[Point labeling dataset excerpts]
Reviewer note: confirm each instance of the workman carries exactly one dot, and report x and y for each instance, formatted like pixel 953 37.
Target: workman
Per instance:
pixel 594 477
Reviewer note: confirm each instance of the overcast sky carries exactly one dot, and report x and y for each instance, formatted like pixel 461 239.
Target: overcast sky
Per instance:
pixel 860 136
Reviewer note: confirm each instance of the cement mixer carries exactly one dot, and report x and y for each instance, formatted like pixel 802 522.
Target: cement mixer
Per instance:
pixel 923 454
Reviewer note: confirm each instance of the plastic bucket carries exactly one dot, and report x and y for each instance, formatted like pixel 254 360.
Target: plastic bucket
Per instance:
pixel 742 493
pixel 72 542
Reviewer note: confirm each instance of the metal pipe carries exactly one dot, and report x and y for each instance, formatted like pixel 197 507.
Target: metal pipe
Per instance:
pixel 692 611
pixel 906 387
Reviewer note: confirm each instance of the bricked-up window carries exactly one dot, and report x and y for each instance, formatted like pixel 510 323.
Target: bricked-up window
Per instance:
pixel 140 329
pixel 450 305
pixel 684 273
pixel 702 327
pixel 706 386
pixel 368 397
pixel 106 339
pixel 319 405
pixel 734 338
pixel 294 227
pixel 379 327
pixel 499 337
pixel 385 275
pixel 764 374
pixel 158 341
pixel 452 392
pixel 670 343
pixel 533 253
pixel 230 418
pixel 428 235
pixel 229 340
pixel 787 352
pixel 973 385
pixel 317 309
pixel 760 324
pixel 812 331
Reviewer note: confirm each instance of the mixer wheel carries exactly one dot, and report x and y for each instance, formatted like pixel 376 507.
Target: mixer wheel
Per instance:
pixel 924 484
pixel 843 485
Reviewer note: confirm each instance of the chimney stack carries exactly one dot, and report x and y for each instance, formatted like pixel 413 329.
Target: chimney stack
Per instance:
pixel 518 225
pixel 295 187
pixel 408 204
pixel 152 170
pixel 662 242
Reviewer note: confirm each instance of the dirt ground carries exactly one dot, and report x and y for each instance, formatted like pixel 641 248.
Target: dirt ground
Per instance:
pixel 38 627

What this task involves
Please restate the whole listing word for word.

Exercise answer
Reviewer note: confirm each instance of the workman carries exactly one dot, and report x and y for each instance, formatted like pixel 953 37.
Target: workman
Per instance:
pixel 594 477
Reviewer note: confirm each instance of the overcast sky carries exactly one dot, and report x and y for each instance, formatted like pixel 461 239.
Target: overcast sky
Per instance:
pixel 860 136
Reviewer note: confirm each instance of the cement mixer carries exactly one dot, and report x and y for each instance, formatted like pixel 802 522.
Target: cement mixer
Per instance:
pixel 923 454
Reviewer note: confirm each instance of the plastic bucket carries exactly one dot, and report x and y for each instance, formatted like pixel 254 360.
Target: plastic bucket
Per instance:
pixel 742 493
pixel 72 542
Reviewer note: confirm each instance of the metal pipe carries exactly one dot, and report x and y for each instance, formatted like pixel 197 507.
Target: metal pipe
Per instance:
pixel 692 611
pixel 906 387
Reviewer note: confirm each instance of the bricked-up window carries exactly one dot, and report x and y for each instance, formatted like pixel 510 323.
Target: bricked-up window
Per instance:
pixel 140 329
pixel 450 305
pixel 684 273
pixel 702 327
pixel 706 386
pixel 368 397
pixel 106 339
pixel 319 405
pixel 734 338
pixel 294 227
pixel 379 327
pixel 499 337
pixel 385 275
pixel 764 374
pixel 158 341
pixel 452 392
pixel 670 343
pixel 533 253
pixel 230 418
pixel 428 235
pixel 229 340
pixel 787 352
pixel 973 385
pixel 317 309
pixel 760 324
pixel 812 331
Reviewer note: confirm each instance of the mixer wheel carries exactly one dot, and report x and y for each instance, formatted like pixel 376 507.
Target: mixer wheel
Per instance:
pixel 924 484
pixel 843 485
Reviewer note: confirm each instance of the chimney stack carries exactly one dot, and report x and y for each instance, formatted like pixel 413 329.
Target: chimney stack
Per instance:
pixel 518 225
pixel 295 187
pixel 408 204
pixel 152 170
pixel 662 242
Reviewer note: confirm each instance of the dirt ground carries exactly one dot, and report x and y for each instance, formatted like pixel 641 248.
Target: dirt ground
Per instance:
pixel 38 627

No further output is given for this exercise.